▸ **Work instruction A**: Copy the passage on the Zika virus between "Last week, social" and "reported microcephaly cases.", inclusive, renaming "larvicide" as "pesticide".
▸ **Work instruction B**: According to the passage on the Zika virus, how many troops has Brazil deployed to combat the mosquitoes that transmit the virus?

The Zika virus is the most recent international health emergency, and has been the centerpiece of debate over the growing threat of epidemics. This is due to the fact that over 33 countries in the Americas have reported cases of Zika, and because an increase of microcephaly cases in Brazil seems to be linked to the virus. Brazil has deployed over 220,000 troops to combat the mosquitoes that transmit Zika with numerous pesticides, which makes us question the effects those pesticides may have on the environment and the population.

Last week, social media was taken by storm with allegations that a larvicide that was introduced to Brazil’s drinking water supply to stop the growth of mosquito larvae is responsible for their increase of reported microcephaly cases.

(Referring expression data)
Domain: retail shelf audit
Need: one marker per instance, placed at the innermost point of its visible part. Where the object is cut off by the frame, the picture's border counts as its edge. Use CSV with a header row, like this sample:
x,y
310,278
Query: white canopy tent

▸ **Task output A**:
Last week, social media was taken by storm with allegations that a pesticide that was introduced to Brazil’s drinking water supply to stop the growth of mosquito larvae is responsible for their increase of reported microcephaly cases.

▸ **Task output B**: Over 220,000 troops.